»»

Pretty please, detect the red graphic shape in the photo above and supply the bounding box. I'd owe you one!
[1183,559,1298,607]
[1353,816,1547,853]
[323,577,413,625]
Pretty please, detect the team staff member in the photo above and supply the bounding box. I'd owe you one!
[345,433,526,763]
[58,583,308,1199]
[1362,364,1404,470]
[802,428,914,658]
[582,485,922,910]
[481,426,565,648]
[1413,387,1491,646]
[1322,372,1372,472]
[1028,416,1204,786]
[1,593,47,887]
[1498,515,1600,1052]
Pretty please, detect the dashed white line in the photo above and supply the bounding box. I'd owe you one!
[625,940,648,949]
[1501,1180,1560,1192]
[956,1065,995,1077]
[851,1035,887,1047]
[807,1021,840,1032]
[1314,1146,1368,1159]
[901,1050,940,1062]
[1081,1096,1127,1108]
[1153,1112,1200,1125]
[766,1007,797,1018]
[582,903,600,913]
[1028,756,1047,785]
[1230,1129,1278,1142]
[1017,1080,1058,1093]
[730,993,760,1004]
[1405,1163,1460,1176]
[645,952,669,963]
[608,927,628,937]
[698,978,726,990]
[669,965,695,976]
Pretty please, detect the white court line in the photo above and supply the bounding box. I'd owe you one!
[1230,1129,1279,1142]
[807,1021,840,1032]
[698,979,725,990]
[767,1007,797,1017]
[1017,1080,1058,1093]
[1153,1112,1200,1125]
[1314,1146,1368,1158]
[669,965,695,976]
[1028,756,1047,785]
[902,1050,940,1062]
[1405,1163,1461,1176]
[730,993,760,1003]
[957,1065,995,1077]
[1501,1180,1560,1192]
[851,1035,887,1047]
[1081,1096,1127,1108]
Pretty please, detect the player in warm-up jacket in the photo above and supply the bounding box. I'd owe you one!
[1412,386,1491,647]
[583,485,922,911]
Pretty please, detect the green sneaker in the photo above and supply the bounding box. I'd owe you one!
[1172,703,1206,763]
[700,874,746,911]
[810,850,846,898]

««

• EXERCISE DIRECTIONS:
Line by line, reproduce the material exactly.

• WRITTEN RESPONSE:
Pretty please, detect the red graphic shape in the photo above and supply the bounding box. I'd owe you one!
[1183,559,1298,607]
[1353,816,1547,853]
[323,577,413,625]
Pretty please, detect the team staff member in the photo above and supply the bounding box. I'd owe you one!
[345,433,526,763]
[58,583,308,1199]
[1362,364,1404,470]
[802,428,914,658]
[582,485,922,910]
[481,426,565,648]
[1413,387,1491,646]
[1322,372,1372,472]
[1028,416,1204,786]
[1,593,47,887]
[1498,515,1600,1052]
Pretty please, detect the dashed white line in the photo above and supply the bounding box. I'd owe you one!
[625,940,648,949]
[1501,1180,1560,1192]
[956,1065,995,1077]
[851,1035,887,1047]
[807,1021,840,1032]
[1314,1146,1368,1159]
[901,1050,940,1062]
[1081,1096,1127,1108]
[1153,1112,1200,1125]
[766,1007,797,1018]
[582,903,600,913]
[1028,756,1047,785]
[1230,1129,1278,1142]
[1017,1080,1058,1093]
[730,993,760,1004]
[1405,1163,1460,1176]
[645,952,669,963]
[608,927,628,937]
[698,978,726,990]
[669,965,695,976]
Pretty please, detect the white court line in the photo above and supply the bounding box. I'd owe you one!
[1230,1129,1279,1142]
[807,1021,840,1032]
[698,979,725,990]
[767,1007,797,1017]
[1017,1080,1058,1093]
[1153,1112,1200,1125]
[1314,1146,1368,1158]
[669,965,695,976]
[1028,756,1047,785]
[902,1050,940,1062]
[1405,1163,1461,1176]
[730,993,760,1003]
[957,1065,995,1077]
[1501,1180,1560,1192]
[851,1035,887,1047]
[1081,1096,1127,1108]
Pretty please, detect the player in warm-up jacket in the photo above and supply the bounding box. I'd owe you one!
[1412,386,1491,647]
[583,485,922,911]
Pretty please, detect the green sneaker in the photo above and supply the bounding box. I'd owe you one!
[1172,703,1206,763]
[700,874,746,911]
[810,850,846,898]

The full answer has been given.